-- START OF Selected extract --
When I think of pirates, I think of men striving to be free without rules on the open ocean.  And yet the clip above shows that even some of the supposedly freest lawless characters I can think of had a code they lived by, and a hierarchy that goes along with it.  In the Court of the Brethren in Pirates of the Caribbean III At World’s End, in order to declare war on anyone, the pirate lords need to vote for someone to become the Pirate King.  In this way, the lawless pirates have to sacrifice their independence and power to a leader for the group as a whole to make a move to attack, following the rules and guidelines set down in the pirate code.
When Emerson was pursuing a life of independence from society, Captain Ahab was chasing a whale.  Moby Dick for me serves as a warning to humanity to be cautious of what we cling to, lest they become out entire purpose and identity.  Captain Ahab was, point blank, obsessed with a giant white whale.  If Dr. Freud were still alive, I’m sure he’d have a field day with what the symbolism of that meant, but since he isn’t, you’ll have to be content with my theories.  In class we discussed how the symbolism of the color of the whale being white had ties to white in animals being unnatural, and thus mystical.  The quest of Ahab to kill the whale was likened to conquistadors seeking treasure and to the Puritans hunting the witches they didn’t understand among other things.  I saw the whale as any and every addicting or obsession-worthy object or ideal on the planet, and Ahab and his crew as a warning against what our addictions and obsessions can do to us.  As an example, trying thinking of it like Lord of the Rings where the whale is the Ring and Ahab is Frodo.  Frodo becomes so involved in trying to destroy the Ring that it becomes his entire identity.  At the end of The Return of the King, lying on the edge of Mt. Doom with Sam, Frodo (this is paraphrased, since at this moment I can’t find a read online version and my copy is at home) tells Sam that he can’t remember his life before the ring or what his home even looks like.  In this way, the Ring became overpowering, his position as the ring bearer becoming his entire identity. 
Obsession has a way of overtaking us and taking control, like a heroin addiction.  No matter how dangerous or bad for us it is, we can’t break free, even if it’s wrong.  For example, Frollo in The Hunchback of Notre Dame comes to mind.  His sick attraction and obsession with the gypsy Esmeralda leads him to do horrible things including burn down half of Paris, throws loads of innocent gypsies in jail, and orders a family to be burnt alive.  The clip below illustrates his inner moral battle and obsession right before the breaking point when he starts to do real damaged to the town, and his decision to go to the ends of his resources to have her or see her burned.
-- END OF Selected extract --
-- START OF Data supplied --
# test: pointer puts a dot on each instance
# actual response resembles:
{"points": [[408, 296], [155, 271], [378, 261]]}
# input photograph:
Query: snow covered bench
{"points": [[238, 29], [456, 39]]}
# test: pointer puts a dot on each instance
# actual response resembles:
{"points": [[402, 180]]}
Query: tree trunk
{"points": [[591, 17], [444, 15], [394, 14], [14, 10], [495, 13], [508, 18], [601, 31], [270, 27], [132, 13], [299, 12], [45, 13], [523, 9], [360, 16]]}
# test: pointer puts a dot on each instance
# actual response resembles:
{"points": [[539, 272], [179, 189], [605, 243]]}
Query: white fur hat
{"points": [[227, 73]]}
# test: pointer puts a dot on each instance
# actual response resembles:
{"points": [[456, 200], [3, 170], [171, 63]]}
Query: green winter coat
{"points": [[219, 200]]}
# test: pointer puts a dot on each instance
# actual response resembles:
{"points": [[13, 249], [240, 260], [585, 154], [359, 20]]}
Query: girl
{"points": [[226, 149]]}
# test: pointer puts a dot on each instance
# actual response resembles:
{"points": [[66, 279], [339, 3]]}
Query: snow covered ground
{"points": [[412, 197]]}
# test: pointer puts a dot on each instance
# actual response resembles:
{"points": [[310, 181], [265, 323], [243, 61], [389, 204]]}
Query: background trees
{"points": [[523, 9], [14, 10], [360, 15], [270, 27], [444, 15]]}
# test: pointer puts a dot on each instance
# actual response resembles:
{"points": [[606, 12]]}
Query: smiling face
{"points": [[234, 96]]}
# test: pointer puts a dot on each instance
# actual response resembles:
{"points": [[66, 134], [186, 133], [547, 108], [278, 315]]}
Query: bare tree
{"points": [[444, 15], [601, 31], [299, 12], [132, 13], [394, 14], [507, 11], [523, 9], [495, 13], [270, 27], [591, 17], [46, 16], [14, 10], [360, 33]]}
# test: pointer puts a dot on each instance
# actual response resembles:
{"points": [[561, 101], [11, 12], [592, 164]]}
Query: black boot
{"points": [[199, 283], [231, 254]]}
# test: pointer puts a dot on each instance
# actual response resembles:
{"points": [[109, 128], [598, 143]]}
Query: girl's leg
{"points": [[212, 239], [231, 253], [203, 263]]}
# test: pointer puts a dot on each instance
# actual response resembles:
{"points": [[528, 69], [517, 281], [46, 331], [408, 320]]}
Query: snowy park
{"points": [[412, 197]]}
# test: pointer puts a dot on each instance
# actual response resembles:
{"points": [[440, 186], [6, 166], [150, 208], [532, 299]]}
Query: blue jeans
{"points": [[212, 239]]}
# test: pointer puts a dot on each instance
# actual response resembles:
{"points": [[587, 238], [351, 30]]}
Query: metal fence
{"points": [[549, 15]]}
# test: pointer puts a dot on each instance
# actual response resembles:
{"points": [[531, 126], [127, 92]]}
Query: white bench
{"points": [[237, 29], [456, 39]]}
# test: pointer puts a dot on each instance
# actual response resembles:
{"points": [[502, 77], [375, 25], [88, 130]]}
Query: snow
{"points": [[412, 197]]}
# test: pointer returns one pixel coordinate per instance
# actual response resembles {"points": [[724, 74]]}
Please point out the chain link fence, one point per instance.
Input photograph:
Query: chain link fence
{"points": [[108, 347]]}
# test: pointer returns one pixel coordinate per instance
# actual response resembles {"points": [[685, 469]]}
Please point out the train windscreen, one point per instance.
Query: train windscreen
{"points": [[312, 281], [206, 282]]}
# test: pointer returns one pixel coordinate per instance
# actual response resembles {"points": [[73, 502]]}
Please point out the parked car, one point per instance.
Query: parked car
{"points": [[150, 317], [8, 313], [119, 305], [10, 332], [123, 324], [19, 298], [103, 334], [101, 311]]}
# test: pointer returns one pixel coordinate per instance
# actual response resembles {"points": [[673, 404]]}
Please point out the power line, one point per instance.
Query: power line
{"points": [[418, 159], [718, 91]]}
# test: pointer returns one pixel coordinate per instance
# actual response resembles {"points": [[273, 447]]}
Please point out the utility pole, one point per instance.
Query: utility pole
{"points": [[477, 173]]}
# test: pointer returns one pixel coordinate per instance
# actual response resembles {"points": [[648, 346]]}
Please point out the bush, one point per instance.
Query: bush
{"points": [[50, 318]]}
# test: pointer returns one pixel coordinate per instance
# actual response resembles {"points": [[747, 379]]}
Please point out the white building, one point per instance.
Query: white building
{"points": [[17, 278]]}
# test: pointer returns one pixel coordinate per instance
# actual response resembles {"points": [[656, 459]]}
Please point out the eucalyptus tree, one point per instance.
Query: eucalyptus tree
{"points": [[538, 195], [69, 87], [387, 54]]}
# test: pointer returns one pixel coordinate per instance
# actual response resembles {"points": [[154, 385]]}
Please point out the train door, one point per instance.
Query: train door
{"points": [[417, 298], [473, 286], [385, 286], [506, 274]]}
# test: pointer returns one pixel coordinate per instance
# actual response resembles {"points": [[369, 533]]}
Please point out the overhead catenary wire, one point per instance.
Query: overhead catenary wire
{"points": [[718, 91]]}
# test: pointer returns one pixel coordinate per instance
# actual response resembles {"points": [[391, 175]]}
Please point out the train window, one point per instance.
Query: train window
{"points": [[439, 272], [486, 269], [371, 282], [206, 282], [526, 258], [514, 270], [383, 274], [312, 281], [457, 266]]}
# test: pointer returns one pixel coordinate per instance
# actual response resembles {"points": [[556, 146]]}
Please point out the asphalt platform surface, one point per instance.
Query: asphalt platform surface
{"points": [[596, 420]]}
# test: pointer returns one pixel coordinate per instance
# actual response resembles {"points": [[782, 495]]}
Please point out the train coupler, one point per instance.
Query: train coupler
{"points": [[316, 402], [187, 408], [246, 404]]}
-- END OF Data supplied --
**Tasks:**
A) From the essay on obsession, reproduce the passage from "When I think" up to and including "the pirate code.".
B) List every fictional character the essay on obsession mentions by name.
C) Write what comes next in the essay on obsession, picking up after its final sentence.

**Exercise answers:**
A)
When I think of pirates, I think of men striving to be free without rules on the open ocean.  And yet the clip above shows that even some of the supposedly freest lawless characters I can think of had a code they lived by, and a hierarchy that goes along with it.  In the Court of the Brethren in Pirates of the Caribbean III At World’s End, in order to declare war on anyone, the pirate lords need to vote for someone to become the Pirate King.  In this way, the lawless pirates have to sacrifice their independence and power to a leader for the group as a whole to make a move to attack, following the rules and guidelines set down in the pirate code.

B)
Captain Ahab
Frodo
Sam
Frollo
Esmeralda

C)
Its one thing for Ahab to be obsessed with chasing a whale, but the fact that he got entire shipload of people to follow him in his obsession and to even feel it as their own is a whole other kettle of worms.  In the same way that people need a hierarchy to follow, they need leaders to give them ideas.  The sailors that worked for Ahab bought into his obsession, somewhat claiming it as their own.  In The Prestige, Cutter tells The Great Danton that obsession is a young man’s game.  I think the sailors in Moby Dick are a prime example of this.  Needing something to hold onto, something to strive for, they seek to bring down the whale along with Ahab, as much for glory as for the very need of having something to chase.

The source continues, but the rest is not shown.